= Provided passage =
------------------------------------------------------------------------

Behavior is a key component of sensory perception; it enables control of input sensory signals in ways that simplify perceptual tasks. Yet studies in visual neuroscience and computer vision often isolate perception from motor activity by passively presenting visual stimuli. In this talk, I will give an overview of ongoing research projects in the Active Perception Laboratory, an interdisciplinary facility dedicated to the analysis of the perceptual functions of behavior in biological and artificial systems. Research in the Active Perception Laboratory integrates experiments in visual psychophysics with the development of computational models of the brain and their embodiment in robotic systems. To provide a concrete example of the profound influence of motor activity on human vision, I will focus on the most common, yet elusive, visual behavior: the minute oculomotor activity which, during visual fixation, keeps the image on the retina in constant motion. I will describe an ecological theory of visual processing with fixational eye movements and summarize the results of experiments based on predictions from this theory.

------------------------------------------------------------------------

= Source material =
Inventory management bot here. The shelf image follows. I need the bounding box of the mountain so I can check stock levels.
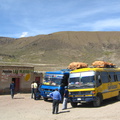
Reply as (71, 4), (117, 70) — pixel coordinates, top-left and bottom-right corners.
(0, 31), (120, 71)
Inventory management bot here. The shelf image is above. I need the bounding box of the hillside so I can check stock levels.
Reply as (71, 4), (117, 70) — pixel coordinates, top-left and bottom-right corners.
(0, 31), (120, 71)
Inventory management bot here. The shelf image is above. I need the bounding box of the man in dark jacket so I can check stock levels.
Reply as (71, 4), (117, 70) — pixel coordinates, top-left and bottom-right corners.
(10, 81), (15, 99)
(50, 89), (61, 114)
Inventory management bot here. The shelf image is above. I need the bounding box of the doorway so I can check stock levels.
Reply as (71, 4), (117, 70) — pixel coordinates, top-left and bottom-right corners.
(12, 78), (20, 92)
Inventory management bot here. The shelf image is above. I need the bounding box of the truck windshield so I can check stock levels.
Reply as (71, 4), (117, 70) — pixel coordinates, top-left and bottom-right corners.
(69, 71), (95, 88)
(43, 74), (63, 86)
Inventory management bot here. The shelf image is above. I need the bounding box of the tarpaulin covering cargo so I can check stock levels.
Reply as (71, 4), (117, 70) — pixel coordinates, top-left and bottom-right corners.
(68, 62), (88, 70)
(92, 61), (115, 68)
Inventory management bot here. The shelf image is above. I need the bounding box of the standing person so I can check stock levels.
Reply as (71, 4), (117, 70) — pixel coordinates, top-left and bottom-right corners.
(62, 86), (69, 110)
(31, 81), (34, 98)
(10, 81), (15, 99)
(33, 81), (38, 100)
(50, 88), (61, 114)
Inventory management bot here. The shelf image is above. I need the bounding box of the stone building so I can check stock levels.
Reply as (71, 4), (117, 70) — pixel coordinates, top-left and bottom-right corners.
(0, 66), (43, 94)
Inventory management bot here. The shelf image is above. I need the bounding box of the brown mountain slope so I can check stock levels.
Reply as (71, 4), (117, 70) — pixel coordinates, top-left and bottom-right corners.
(0, 31), (120, 69)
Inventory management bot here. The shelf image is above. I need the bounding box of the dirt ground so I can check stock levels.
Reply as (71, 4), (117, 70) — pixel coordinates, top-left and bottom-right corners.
(0, 94), (120, 120)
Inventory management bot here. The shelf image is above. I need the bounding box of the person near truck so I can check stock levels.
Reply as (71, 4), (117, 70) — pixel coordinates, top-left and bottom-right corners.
(10, 81), (15, 99)
(50, 88), (61, 114)
(33, 81), (38, 100)
(31, 81), (34, 99)
(62, 86), (69, 110)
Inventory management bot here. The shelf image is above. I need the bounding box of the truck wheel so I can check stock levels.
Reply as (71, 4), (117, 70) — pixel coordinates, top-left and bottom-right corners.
(93, 96), (102, 107)
(43, 97), (48, 101)
(116, 92), (120, 101)
(71, 102), (77, 107)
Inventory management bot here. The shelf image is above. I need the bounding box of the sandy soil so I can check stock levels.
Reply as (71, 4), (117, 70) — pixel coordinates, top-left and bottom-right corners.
(0, 94), (120, 120)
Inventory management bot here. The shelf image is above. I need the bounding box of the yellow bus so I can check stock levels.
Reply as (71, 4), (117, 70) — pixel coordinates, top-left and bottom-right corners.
(68, 68), (120, 107)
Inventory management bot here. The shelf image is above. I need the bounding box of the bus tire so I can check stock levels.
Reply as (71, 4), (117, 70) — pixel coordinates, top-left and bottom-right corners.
(116, 92), (120, 101)
(71, 102), (77, 107)
(93, 96), (102, 107)
(43, 97), (48, 101)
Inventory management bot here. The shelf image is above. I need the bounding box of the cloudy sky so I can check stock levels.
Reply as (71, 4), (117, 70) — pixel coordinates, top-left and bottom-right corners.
(0, 0), (120, 38)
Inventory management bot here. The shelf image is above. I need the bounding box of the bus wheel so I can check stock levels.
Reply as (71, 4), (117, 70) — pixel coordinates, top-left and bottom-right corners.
(93, 96), (101, 107)
(71, 102), (77, 107)
(43, 97), (48, 101)
(116, 92), (120, 101)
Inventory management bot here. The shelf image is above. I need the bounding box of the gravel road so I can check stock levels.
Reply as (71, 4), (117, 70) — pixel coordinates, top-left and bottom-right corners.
(0, 94), (120, 120)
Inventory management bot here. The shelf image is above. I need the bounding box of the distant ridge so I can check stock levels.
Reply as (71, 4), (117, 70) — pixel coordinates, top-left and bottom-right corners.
(0, 31), (120, 70)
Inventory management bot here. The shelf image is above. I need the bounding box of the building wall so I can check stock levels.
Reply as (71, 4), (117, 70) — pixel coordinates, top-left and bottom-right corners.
(0, 66), (42, 94)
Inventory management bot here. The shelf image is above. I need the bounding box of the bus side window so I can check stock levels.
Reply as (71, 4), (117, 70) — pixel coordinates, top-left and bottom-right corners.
(101, 72), (109, 83)
(114, 73), (118, 81)
(96, 73), (102, 87)
(109, 72), (116, 82)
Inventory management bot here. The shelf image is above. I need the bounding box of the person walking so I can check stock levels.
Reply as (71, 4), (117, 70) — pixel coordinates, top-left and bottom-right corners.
(10, 81), (15, 99)
(33, 81), (38, 100)
(31, 81), (34, 99)
(50, 88), (61, 114)
(62, 86), (69, 110)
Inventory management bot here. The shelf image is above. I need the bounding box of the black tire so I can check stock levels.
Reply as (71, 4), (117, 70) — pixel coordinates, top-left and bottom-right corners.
(93, 96), (102, 107)
(116, 92), (120, 101)
(71, 102), (77, 107)
(43, 97), (48, 101)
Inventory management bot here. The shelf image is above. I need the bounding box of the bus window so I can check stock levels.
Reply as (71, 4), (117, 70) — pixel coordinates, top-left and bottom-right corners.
(96, 72), (102, 87)
(109, 72), (115, 82)
(101, 72), (109, 83)
(116, 72), (120, 81)
(114, 73), (118, 81)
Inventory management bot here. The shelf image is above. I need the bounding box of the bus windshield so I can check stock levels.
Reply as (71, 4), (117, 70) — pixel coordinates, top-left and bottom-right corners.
(69, 71), (95, 88)
(43, 74), (63, 86)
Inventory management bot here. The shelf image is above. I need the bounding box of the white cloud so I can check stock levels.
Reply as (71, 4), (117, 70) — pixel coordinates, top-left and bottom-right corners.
(20, 32), (28, 37)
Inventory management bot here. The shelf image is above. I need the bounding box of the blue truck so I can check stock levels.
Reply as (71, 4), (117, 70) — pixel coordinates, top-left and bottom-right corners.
(38, 69), (70, 101)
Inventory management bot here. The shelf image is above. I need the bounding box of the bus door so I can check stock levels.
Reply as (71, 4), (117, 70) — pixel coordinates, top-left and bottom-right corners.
(101, 72), (111, 99)
(12, 78), (20, 92)
(108, 72), (119, 97)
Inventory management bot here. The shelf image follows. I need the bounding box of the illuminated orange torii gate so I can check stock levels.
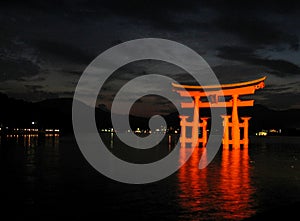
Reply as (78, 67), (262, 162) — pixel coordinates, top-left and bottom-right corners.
(172, 77), (266, 148)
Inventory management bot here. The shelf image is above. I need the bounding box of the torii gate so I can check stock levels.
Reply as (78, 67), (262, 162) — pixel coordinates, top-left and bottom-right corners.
(172, 77), (266, 148)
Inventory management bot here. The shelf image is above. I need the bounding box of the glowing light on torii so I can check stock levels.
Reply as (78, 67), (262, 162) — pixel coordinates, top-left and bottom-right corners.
(172, 77), (266, 148)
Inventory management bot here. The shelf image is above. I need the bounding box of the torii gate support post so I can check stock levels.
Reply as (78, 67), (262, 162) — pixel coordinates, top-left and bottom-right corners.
(179, 116), (189, 147)
(231, 94), (241, 149)
(221, 115), (231, 149)
(241, 117), (251, 148)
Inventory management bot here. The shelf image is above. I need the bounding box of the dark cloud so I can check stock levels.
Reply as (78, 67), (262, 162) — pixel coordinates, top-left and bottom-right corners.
(215, 15), (299, 50)
(34, 39), (95, 65)
(0, 57), (40, 81)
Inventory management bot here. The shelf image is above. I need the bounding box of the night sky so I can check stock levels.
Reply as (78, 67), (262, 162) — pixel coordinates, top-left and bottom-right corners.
(0, 0), (300, 112)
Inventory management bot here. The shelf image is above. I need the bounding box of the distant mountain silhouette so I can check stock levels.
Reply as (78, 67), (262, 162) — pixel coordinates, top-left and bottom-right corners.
(0, 93), (300, 136)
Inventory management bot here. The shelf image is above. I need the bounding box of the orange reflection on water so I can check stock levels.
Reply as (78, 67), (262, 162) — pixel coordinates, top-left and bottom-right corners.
(178, 148), (255, 220)
(219, 149), (255, 219)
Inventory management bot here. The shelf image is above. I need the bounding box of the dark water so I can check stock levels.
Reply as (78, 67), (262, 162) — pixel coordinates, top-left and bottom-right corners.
(0, 136), (300, 220)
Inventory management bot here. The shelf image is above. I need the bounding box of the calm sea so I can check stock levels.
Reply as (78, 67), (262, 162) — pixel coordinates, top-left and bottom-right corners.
(0, 134), (300, 220)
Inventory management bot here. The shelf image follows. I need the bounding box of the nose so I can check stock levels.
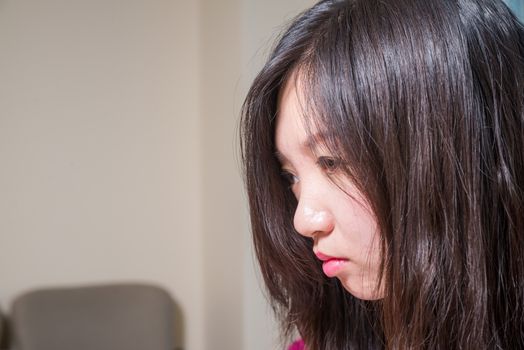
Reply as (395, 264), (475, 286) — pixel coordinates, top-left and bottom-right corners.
(293, 194), (334, 238)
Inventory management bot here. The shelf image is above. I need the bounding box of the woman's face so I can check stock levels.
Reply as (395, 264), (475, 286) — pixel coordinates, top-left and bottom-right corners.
(275, 77), (383, 300)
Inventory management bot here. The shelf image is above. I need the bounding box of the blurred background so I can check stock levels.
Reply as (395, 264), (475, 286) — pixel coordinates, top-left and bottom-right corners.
(0, 0), (524, 350)
(0, 0), (313, 350)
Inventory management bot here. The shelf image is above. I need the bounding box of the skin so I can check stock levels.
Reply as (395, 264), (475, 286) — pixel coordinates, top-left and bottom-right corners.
(275, 77), (383, 300)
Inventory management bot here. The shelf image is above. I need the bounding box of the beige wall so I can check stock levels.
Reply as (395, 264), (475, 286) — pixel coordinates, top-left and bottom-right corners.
(0, 0), (312, 350)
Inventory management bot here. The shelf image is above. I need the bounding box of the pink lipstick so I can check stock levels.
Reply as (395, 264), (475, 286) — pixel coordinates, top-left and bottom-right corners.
(315, 252), (348, 277)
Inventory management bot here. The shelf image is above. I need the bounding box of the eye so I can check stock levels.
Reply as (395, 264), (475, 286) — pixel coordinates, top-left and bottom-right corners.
(317, 157), (342, 174)
(281, 170), (298, 186)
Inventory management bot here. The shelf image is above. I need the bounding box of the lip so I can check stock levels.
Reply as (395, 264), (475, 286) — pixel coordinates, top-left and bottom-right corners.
(315, 252), (348, 277)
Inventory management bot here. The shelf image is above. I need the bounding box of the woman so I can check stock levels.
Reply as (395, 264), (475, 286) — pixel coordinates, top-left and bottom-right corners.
(241, 0), (524, 350)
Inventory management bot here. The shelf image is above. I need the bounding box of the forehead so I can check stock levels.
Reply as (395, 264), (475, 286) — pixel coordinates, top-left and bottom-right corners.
(275, 73), (326, 156)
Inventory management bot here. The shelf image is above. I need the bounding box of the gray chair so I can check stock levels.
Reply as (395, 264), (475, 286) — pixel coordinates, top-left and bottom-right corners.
(12, 284), (175, 350)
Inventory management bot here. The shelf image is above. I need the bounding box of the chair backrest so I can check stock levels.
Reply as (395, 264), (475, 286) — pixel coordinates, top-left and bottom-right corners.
(12, 284), (175, 350)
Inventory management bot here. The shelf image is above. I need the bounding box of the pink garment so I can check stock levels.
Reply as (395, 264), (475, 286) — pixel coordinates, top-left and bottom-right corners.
(288, 339), (306, 350)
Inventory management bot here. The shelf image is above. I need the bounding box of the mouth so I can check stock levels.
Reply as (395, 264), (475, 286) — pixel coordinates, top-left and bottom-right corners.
(315, 252), (348, 277)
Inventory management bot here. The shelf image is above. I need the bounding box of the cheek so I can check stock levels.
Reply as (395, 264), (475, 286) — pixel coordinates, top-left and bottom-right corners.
(339, 201), (381, 264)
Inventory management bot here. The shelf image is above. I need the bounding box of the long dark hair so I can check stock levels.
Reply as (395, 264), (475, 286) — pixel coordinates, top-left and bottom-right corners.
(241, 0), (524, 350)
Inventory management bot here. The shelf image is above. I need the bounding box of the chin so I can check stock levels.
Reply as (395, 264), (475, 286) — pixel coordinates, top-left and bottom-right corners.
(340, 281), (384, 301)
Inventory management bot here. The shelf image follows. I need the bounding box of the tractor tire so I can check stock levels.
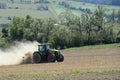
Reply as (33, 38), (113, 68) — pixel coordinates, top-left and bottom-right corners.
(57, 54), (64, 62)
(33, 53), (41, 63)
(48, 54), (56, 62)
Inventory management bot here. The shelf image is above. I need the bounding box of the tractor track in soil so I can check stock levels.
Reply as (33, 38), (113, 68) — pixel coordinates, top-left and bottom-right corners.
(0, 47), (120, 80)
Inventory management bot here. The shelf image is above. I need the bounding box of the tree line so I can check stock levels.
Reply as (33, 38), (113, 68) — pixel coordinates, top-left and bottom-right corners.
(73, 0), (120, 6)
(0, 6), (120, 49)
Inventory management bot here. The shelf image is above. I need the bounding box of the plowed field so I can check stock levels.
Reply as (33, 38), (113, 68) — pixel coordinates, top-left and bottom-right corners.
(0, 47), (120, 80)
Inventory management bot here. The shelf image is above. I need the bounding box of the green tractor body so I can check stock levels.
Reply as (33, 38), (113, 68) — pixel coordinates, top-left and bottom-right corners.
(33, 44), (64, 63)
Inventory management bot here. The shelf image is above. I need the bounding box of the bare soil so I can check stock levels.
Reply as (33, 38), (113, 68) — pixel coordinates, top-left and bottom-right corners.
(0, 47), (120, 80)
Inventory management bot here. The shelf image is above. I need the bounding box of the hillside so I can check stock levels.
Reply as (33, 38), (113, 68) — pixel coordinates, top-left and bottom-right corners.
(0, 0), (120, 27)
(73, 0), (120, 6)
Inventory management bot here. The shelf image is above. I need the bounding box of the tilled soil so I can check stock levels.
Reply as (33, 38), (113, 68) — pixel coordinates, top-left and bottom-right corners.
(0, 47), (120, 80)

------------------------------------------------------------------------

= Task instructions =
1. Translate this sentence from the active perception abstract into Spanish: "Behavior is a key component of sensory perception; it enables control of input sensory signals in ways that simplify perceptual tasks."
2. In the active perception abstract, what does the speaker say "I will" do in the talk? List every one.
3. Pick up the active perception abstract after its final sentence and continue it.
The records come from a different source than the text.

= Task-by-task outputs =
1. El comportamiento es un componente clave de la percepción sensorial; permite controlar las señales sensoriales de entrada de maneras que simplifican las tareas perceptivas.

2.
- Give an overview of ongoing research projects in the Active Perception Laboratory
- Focus on the most common, yet elusive, visual behavior: the minute oculomotor activity that keeps the image on the retina in constant motion during visual fixation
- Describe an ecological theory of visual processing with fixational eye movements
- Summarize the results of experiments based on predictions from this theory

3.
Dr Michele Rucci
Departments of Psychology and Biomedical Engineering, and Program in Neuroscience, Boston University
Michele Rucci is an Associate Professor in the Departments of Psychology and Biomedical Engineering at Boston University. He received his Laurea and Ph.D. in biomedical engineering from the University of Florence and the Scuola Superiore S. Anna in Pisa, respectively. Before joining Boston University, he was a Fellow in Computational Neuroscience at the Neurosciences Institute in San Diego. At Boston University, Dr. Rucci founded and directs the Active Perception Laboratory, a facility dedicated to the analysis of the perceptual influences of behavior. Dr.Rucci's research follows an interdisciplinary approach that integrates experiments in visual psychophysics with computational models of the brain and the embodiment of neuronal models in robotic systems. His work has raised specific hypotheses regarding the influences of eye movements during visual development and in the neural encoding of visual information. This research has also demonstrated the involvement of fixational eye movements in fine spatial vision, produced a new system for experimental studies of visual neuroscience, and led to the development of robots directly controlled by models of the brain.